- **RECORDS TO PROCESS**:
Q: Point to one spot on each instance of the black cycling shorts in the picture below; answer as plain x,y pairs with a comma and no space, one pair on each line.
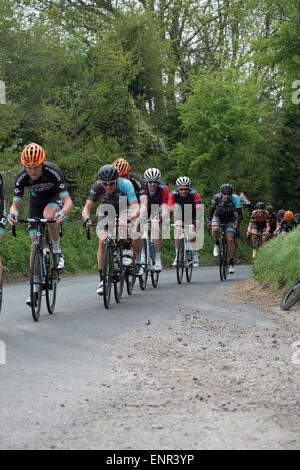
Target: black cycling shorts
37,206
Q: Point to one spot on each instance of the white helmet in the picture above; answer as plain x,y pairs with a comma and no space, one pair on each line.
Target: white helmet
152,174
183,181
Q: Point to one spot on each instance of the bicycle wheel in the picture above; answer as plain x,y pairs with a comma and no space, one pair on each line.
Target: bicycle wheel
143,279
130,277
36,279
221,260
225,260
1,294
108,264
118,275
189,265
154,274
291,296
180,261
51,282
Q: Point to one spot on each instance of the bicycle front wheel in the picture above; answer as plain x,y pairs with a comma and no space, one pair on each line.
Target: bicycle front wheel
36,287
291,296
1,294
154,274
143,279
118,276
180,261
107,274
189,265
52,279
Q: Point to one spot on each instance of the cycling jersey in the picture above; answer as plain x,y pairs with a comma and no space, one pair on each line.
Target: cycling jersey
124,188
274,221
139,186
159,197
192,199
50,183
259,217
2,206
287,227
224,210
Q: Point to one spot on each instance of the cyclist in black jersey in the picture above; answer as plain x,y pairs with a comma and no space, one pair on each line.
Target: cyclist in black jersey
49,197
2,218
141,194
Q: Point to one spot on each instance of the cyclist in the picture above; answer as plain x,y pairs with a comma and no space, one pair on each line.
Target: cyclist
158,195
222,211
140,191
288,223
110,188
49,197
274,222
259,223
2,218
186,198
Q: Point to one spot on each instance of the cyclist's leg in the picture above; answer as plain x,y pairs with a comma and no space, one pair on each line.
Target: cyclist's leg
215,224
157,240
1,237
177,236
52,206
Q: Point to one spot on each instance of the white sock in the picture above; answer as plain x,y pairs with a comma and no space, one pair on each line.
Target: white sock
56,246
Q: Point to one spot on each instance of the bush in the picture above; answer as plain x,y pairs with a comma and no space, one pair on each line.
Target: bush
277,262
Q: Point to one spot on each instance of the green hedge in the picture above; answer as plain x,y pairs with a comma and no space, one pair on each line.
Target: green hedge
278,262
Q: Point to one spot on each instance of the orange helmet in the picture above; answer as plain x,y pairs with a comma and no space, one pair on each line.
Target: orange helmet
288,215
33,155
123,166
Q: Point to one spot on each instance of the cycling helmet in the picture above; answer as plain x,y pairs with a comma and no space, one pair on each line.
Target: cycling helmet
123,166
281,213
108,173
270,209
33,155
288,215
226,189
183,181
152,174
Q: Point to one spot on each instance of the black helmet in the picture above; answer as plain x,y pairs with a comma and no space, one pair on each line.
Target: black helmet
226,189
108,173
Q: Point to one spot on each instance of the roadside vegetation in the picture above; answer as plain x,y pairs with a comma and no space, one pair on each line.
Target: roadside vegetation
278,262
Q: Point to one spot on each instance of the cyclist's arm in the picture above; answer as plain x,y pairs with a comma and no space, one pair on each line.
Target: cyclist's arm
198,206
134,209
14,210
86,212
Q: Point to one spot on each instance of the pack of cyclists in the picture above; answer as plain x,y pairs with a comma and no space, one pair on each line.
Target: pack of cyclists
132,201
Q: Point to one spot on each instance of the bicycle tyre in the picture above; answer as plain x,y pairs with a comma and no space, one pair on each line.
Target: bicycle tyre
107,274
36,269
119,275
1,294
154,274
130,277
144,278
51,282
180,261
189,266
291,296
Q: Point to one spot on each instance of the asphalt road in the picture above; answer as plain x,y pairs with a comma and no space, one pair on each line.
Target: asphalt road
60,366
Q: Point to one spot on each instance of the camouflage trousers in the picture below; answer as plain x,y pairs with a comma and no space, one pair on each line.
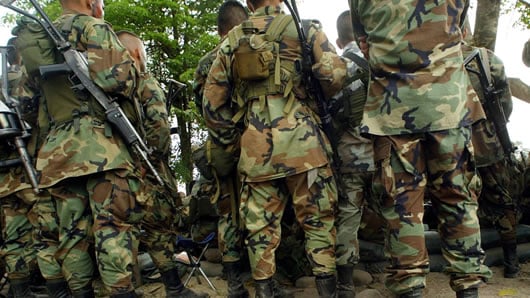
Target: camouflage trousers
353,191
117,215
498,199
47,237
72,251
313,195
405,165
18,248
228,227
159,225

==

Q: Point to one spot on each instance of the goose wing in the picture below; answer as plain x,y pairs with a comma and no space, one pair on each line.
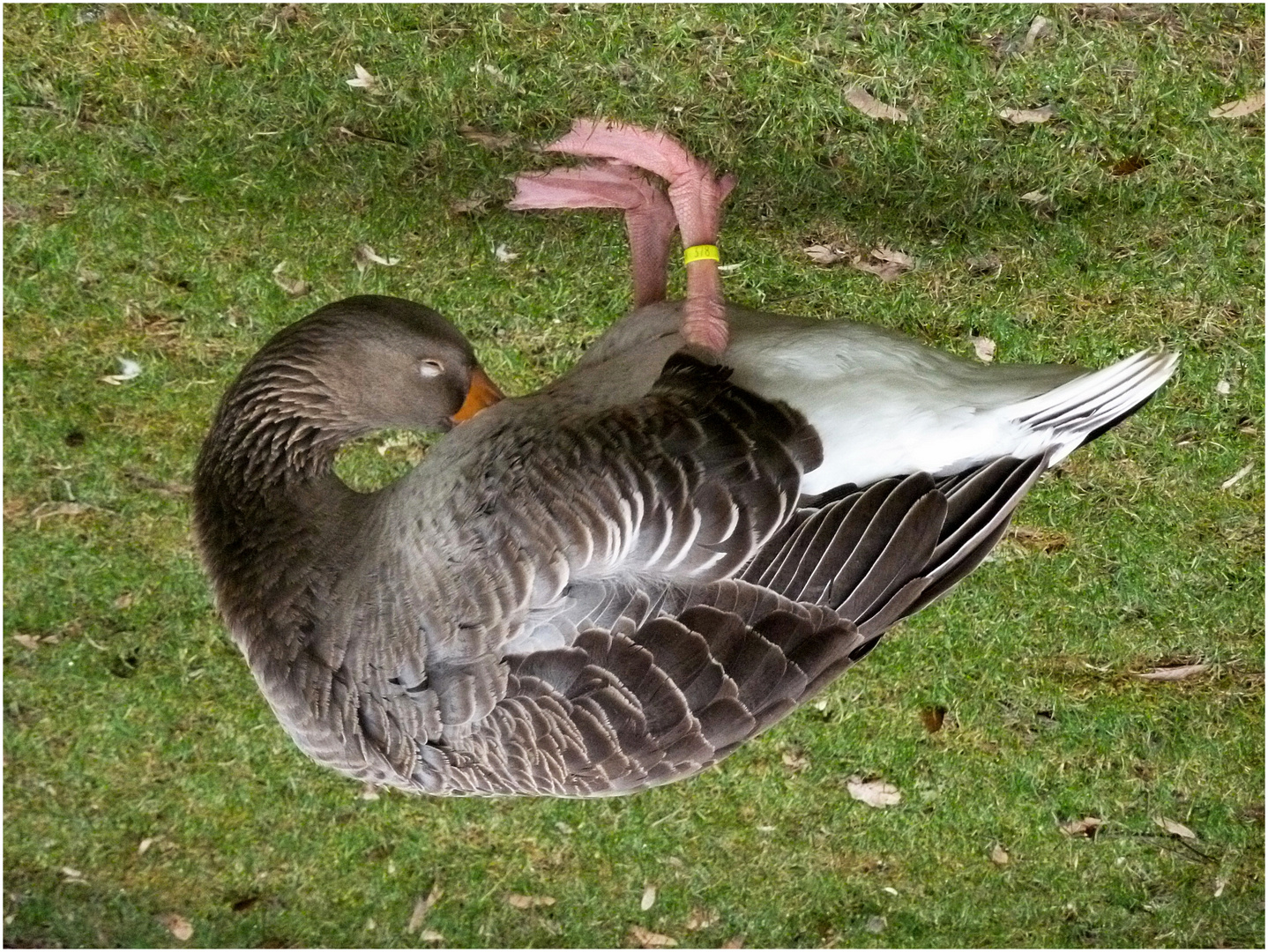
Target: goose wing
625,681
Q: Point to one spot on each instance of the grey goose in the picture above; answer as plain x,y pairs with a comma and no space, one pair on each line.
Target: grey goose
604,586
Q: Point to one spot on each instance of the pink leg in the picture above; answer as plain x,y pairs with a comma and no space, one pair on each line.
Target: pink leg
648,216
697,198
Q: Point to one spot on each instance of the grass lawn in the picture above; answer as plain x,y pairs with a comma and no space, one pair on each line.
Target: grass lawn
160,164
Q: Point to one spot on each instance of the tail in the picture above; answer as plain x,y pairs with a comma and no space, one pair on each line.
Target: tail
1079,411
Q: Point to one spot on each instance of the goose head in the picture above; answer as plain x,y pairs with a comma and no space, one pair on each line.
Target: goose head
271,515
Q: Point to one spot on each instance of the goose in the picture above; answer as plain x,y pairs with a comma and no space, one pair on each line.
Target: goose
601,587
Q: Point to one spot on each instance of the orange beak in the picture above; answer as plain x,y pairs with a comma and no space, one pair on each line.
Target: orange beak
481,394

- **EXERCISE AIM**: The expected result is every line from the material above that includes "below".

- **EXPECTED ANSWER**:
Q: Point to one spot on each instance of the black cycling shorts in the picture below; answer as plain x,y pairs with a comma and no space, one pair on each line.
Q: Point to one spot on each instance of the camouflage trousers in the picture below; answer as plain x,y pairs with a comma and no space, one pair on each line.
Q: Point to one spot on each instance of the goose wing in the picture below; answer as plain x,y pairs with a comma and no space, one pair on each line.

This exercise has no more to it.